- **Work to be completed**: Write out the listing below line for line without changing anything, but leave the pictures out.

- **Input records**:
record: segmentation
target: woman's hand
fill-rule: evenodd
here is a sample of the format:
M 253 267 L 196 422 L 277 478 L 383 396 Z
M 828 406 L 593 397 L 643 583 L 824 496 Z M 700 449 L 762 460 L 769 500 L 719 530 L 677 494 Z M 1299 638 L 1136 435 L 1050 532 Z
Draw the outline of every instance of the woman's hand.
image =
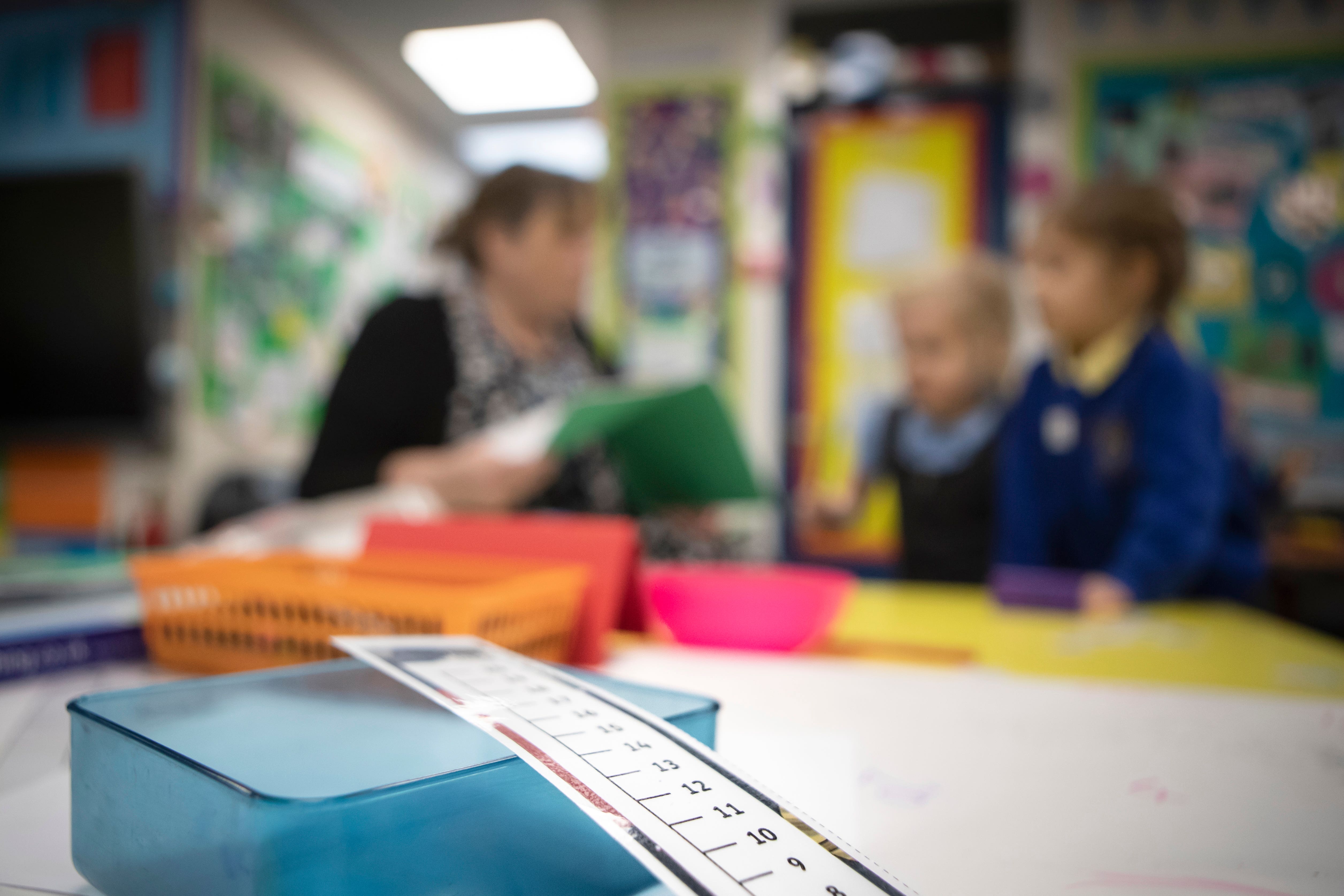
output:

- **Solution to the problem**:
record: segmentation
target: woman's hand
fill-rule: evenodd
here is a sample of the format:
M 253 267 L 196 422 L 277 478 L 383 396 Z
M 828 406 L 593 397 L 643 583 L 824 496 Z M 700 449 L 762 460 L 769 500 L 719 530 L 677 494 Z M 1299 638 L 1136 435 L 1050 532 Z
Draw the outline of every instance of the woman's hand.
image =
output:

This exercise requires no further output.